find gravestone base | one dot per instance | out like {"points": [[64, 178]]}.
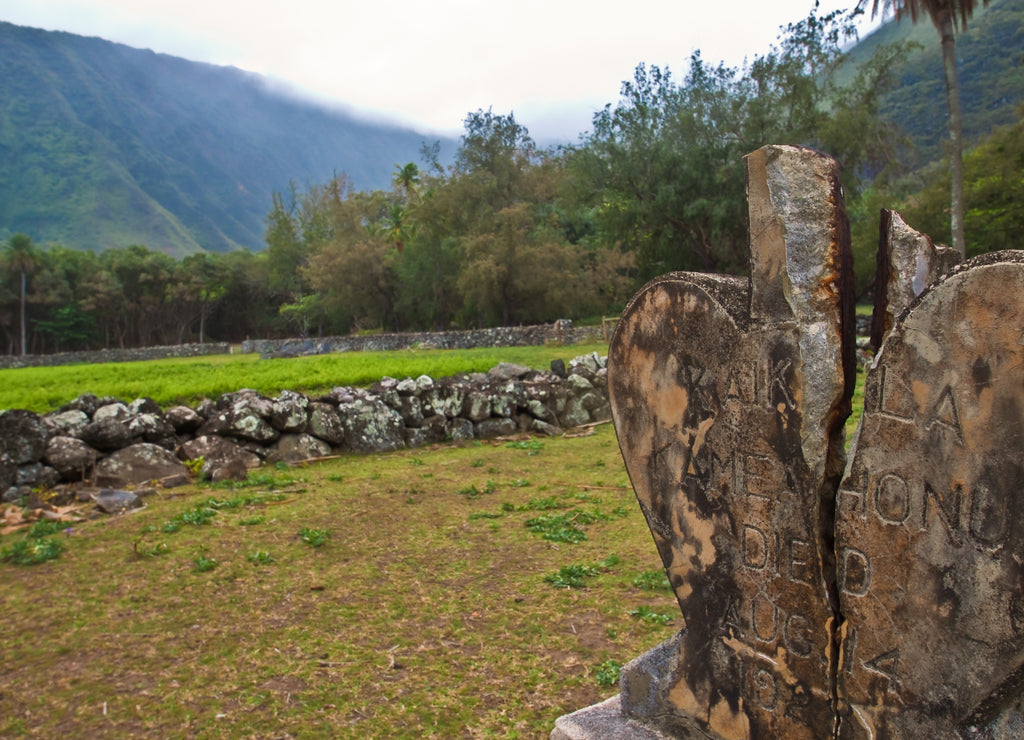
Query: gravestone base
{"points": [[642, 710], [603, 722]]}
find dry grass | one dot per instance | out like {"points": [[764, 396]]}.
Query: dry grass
{"points": [[424, 614]]}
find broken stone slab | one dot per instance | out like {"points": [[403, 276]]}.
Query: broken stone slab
{"points": [[729, 398], [907, 262], [603, 722], [117, 502], [929, 538], [137, 464]]}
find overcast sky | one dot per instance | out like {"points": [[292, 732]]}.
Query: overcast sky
{"points": [[428, 62]]}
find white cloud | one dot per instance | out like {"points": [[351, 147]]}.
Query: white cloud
{"points": [[429, 63]]}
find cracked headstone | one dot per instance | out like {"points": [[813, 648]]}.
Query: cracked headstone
{"points": [[929, 541], [729, 398], [907, 263]]}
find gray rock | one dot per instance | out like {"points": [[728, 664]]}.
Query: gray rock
{"points": [[117, 411], [296, 447], [448, 400], [929, 535], [541, 411], [138, 464], [459, 430], [325, 423], [216, 451], [491, 428], [225, 470], [117, 502], [508, 372], [183, 420], [909, 262], [72, 458], [476, 406], [144, 405], [289, 412], [418, 437], [573, 415], [728, 397], [23, 436], [503, 405], [578, 384], [408, 387], [153, 428], [246, 422], [371, 426], [412, 411], [37, 475], [544, 428], [70, 423], [107, 434]]}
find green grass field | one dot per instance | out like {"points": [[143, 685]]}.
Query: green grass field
{"points": [[451, 592], [187, 380], [423, 594]]}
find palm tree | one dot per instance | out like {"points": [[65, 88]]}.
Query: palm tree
{"points": [[19, 256], [407, 177], [948, 16]]}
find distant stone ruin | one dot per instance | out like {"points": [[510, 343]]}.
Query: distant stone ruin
{"points": [[111, 443], [877, 598]]}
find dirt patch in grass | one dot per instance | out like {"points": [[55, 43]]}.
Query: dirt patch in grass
{"points": [[424, 613]]}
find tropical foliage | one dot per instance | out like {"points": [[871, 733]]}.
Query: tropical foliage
{"points": [[512, 233]]}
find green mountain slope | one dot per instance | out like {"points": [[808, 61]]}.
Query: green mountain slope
{"points": [[990, 70], [105, 145]]}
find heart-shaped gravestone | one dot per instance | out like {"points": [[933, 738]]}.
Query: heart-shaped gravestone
{"points": [[728, 398], [930, 540]]}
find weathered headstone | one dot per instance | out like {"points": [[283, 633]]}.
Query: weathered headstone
{"points": [[886, 604], [729, 399], [907, 263], [930, 539]]}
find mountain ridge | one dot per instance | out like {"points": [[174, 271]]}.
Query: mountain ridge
{"points": [[142, 147]]}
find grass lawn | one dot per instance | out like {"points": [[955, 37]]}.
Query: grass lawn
{"points": [[412, 595], [187, 380]]}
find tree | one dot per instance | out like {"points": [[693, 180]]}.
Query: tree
{"points": [[22, 257], [948, 17], [408, 178]]}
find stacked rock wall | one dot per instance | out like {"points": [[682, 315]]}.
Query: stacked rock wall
{"points": [[114, 443], [114, 355], [561, 332]]}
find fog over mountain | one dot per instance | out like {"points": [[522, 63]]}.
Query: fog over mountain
{"points": [[105, 145]]}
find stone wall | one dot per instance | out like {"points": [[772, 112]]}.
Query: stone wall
{"points": [[116, 444], [114, 355], [558, 333]]}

Problem description: Going through the records above line by line, transcribe each one exactly and skip any pictures.

Response box:
find gravestone base | one dot per instance | out like {"points": [[64, 178]]}.
Query: gravestone base
{"points": [[642, 710], [603, 722]]}
find dry grass | one dot per instance | out like {"points": [[764, 396]]}.
Query: dry grass
{"points": [[424, 614]]}
find broken stone slab | one dot per instance | out like {"points": [[403, 276]]}.
Query: broken stone slab
{"points": [[729, 398], [907, 262], [603, 722], [117, 502], [929, 538], [137, 464]]}
find overcast sky | one dot per instance | out like {"points": [[292, 732]]}.
Query: overcast sky
{"points": [[428, 62]]}
find white cloud | one dot per instance | out like {"points": [[351, 147]]}.
Query: white cloud
{"points": [[429, 63]]}
find cracked headstone | one dot per instance | out like {"points": [[813, 648]]}.
Query: cracked headstone
{"points": [[929, 541], [729, 398], [907, 263]]}
find gray rock | one dot per instance | out like {"points": [[728, 664]]}.
Query: gray rock
{"points": [[117, 411], [296, 447], [448, 400], [929, 535], [541, 411], [138, 464], [459, 430], [325, 423], [216, 451], [491, 428], [225, 470], [117, 502], [508, 372], [183, 420], [909, 262], [72, 458], [476, 406], [144, 405], [289, 412], [418, 437], [573, 415], [728, 397], [23, 436], [503, 405], [578, 384], [408, 387], [153, 428], [246, 422], [371, 426], [412, 411], [37, 475], [544, 428], [70, 423], [107, 434]]}
find green grass field | one dot per instance | out like {"points": [[143, 685]]}.
Query: green grass field
{"points": [[451, 592], [187, 380], [423, 594]]}
find palm tree | one dot per instance | out like {"points": [[65, 88]]}.
Query: palm tree
{"points": [[19, 256], [407, 177], [948, 16]]}
find distant stone ruin | one dot per instance | out like {"points": [[510, 343]]}.
Query: distant stone ruin
{"points": [[111, 443], [877, 598]]}
find dirt patch in grass | one dot per instance | out like {"points": [[55, 43]]}.
Query: dirt patch in grass
{"points": [[424, 613]]}
find tropical foliage | one dot per instance | out like {"points": [[871, 733]]}.
Query: tropical foliage
{"points": [[512, 233]]}
find green mountain slope | one dot per instance | out like {"points": [[808, 61]]}.
Query: green mountain slope
{"points": [[990, 70], [105, 145]]}
find heart-shaped gravestone | one dot per instance | out like {"points": [[933, 738]]}.
Query: heart-shaped gravestone
{"points": [[728, 398], [930, 540]]}
find weathered headstone | one dot per instance | out like {"points": [[283, 633]]}.
Query: weathered headstone
{"points": [[886, 604], [729, 399], [907, 263], [930, 539]]}
find mountain ridge | one dot per instance | out like {"points": [[174, 271]]}.
Query: mountain ridge
{"points": [[142, 147]]}
find grass lawn | one dot per instance | out like {"points": [[955, 37]]}.
Query: grass lawn
{"points": [[412, 595], [187, 380]]}
find tree | one dot per instance | out like {"points": [[693, 180]]}.
Query: tree
{"points": [[22, 257], [948, 17], [408, 178]]}
find stacked rock wall | one dot per instance | out like {"points": [[682, 315]]}.
Query: stacked rock wall
{"points": [[114, 443], [114, 355], [561, 332]]}
find fog over mountain | one dot per instance | out like {"points": [[522, 63]]}.
Query: fog over mountain
{"points": [[105, 145]]}
find stone wall | one dot per instance | out like {"points": [[772, 112]]}.
Query: stone wall
{"points": [[116, 444], [114, 355], [558, 333]]}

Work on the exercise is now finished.